───── Working data ─────
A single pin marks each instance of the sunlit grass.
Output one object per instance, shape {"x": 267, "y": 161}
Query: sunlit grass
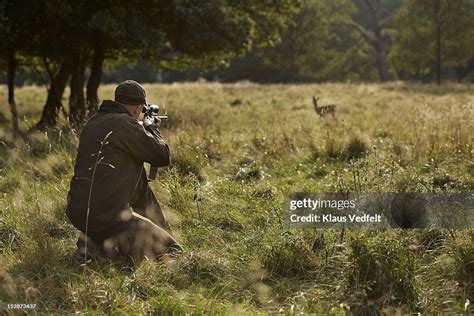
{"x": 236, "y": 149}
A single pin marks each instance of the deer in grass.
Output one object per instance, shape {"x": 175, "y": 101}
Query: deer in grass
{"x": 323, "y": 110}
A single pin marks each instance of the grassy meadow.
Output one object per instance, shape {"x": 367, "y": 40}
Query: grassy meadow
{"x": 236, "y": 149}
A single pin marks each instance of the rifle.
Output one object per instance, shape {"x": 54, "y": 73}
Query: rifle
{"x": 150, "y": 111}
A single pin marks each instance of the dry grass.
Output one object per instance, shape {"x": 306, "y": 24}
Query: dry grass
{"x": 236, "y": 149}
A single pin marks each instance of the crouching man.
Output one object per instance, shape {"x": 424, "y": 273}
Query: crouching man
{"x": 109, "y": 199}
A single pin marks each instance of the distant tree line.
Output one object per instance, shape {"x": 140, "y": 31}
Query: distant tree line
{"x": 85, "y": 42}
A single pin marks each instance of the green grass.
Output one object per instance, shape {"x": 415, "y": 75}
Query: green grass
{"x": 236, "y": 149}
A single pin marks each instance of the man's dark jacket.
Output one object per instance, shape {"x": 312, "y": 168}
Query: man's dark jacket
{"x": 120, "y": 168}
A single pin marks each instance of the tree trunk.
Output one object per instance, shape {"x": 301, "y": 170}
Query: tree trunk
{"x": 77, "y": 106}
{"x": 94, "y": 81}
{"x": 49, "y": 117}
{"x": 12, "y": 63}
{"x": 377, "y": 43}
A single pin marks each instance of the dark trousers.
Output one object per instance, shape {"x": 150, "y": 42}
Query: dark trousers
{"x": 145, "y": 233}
─────
───── Working data ─────
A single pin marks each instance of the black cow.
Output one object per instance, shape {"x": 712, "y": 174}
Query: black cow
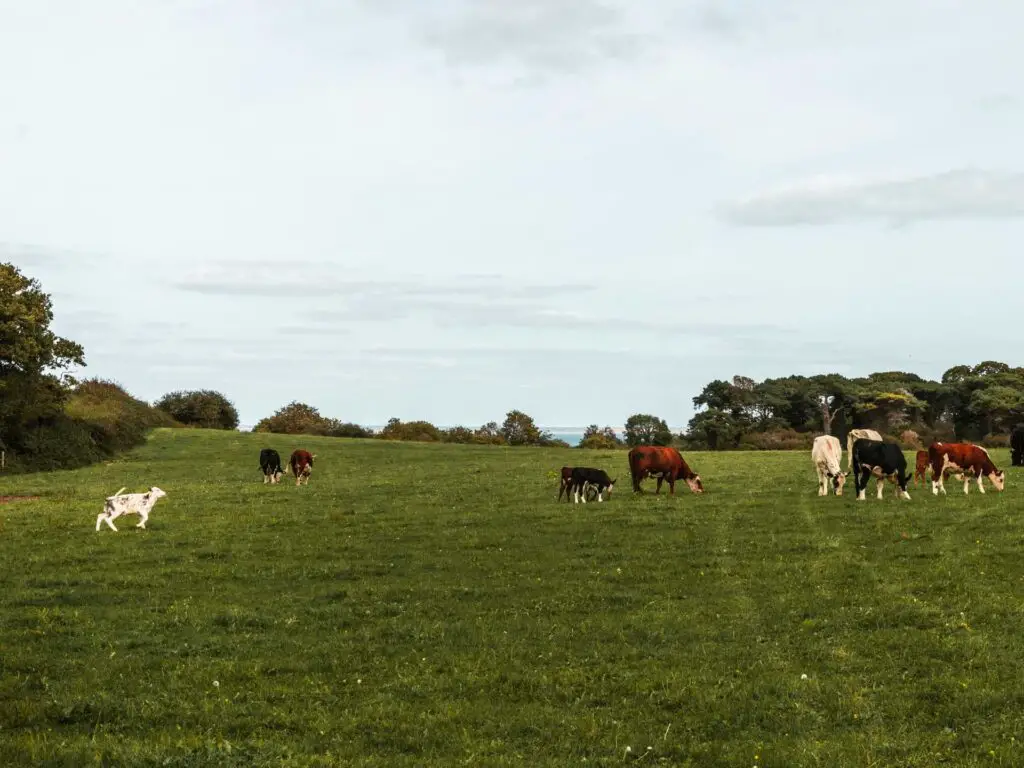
─────
Brief: Can you locate every line in the items above that contains the word "jacket" and copy each of those lines?

Exercise result:
A single pin marks each instance of the man's dark jacket.
Query: man's dark jacket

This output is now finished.